WHAT IS ASKED | Collect every line in the entries that contains the string "Exercise", treating uppercase and lowercase as different.

INFORMATION SHOWN |
◇ ◇ ◇ ◇ ◇ ◇ ◇
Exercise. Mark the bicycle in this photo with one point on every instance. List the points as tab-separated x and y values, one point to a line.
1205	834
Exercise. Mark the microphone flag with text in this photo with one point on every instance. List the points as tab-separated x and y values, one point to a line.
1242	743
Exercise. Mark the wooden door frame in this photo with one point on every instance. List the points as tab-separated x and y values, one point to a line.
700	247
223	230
◇ ◇ ◇ ◇ ◇ ◇ ◇
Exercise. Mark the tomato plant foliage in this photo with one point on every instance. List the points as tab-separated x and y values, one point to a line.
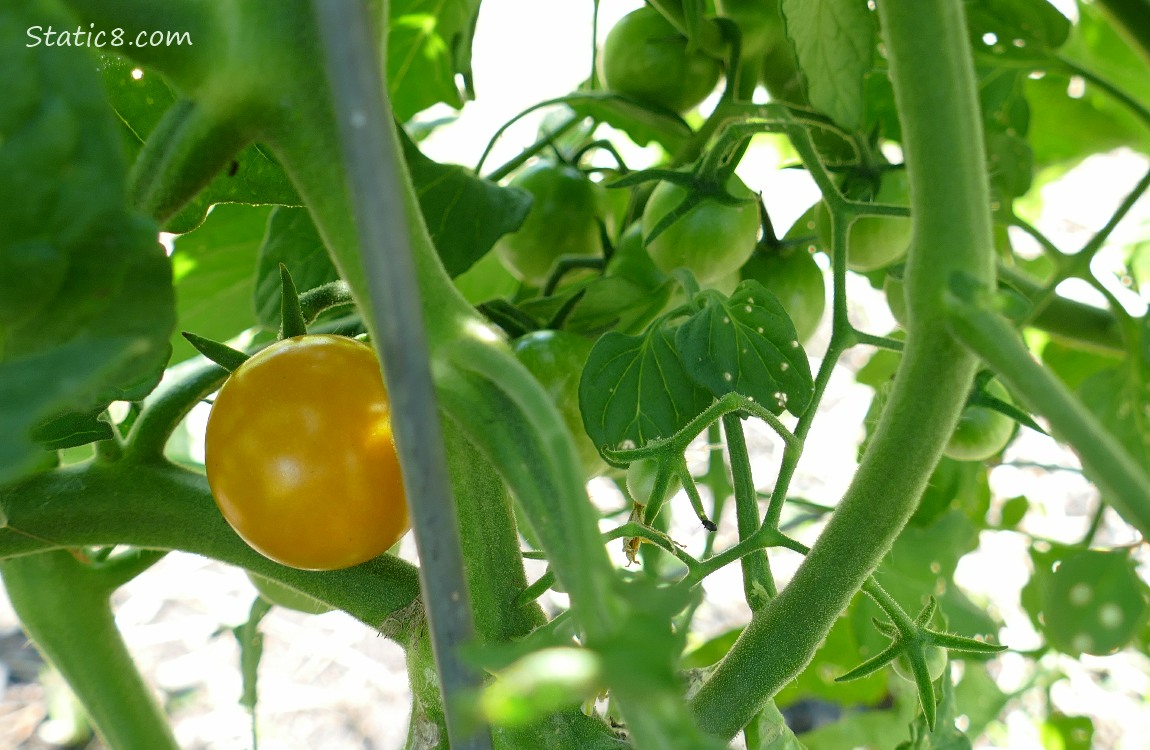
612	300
◇ ◇ ◇ ◇ ◇ ◇ ◇
THE ANSWER |
Exercise. Mark the bicycle in this photo with one point on every instance. List the points as tab-separated x and y values, one point to a line.
Exercise. Mark the microphone flag with text in this photo with one point on every instance. List the points as tab-separated x and y values, one point to a line.
Exercise. Mark the wooden door frame in this photo with one point on every instance. List the points as tab-separated x and y values, one point to a line.
Exercise. Mark the tomato plant foliage in this photo with one point on every instance. List the points as tab-separated x and y values, one point to a line.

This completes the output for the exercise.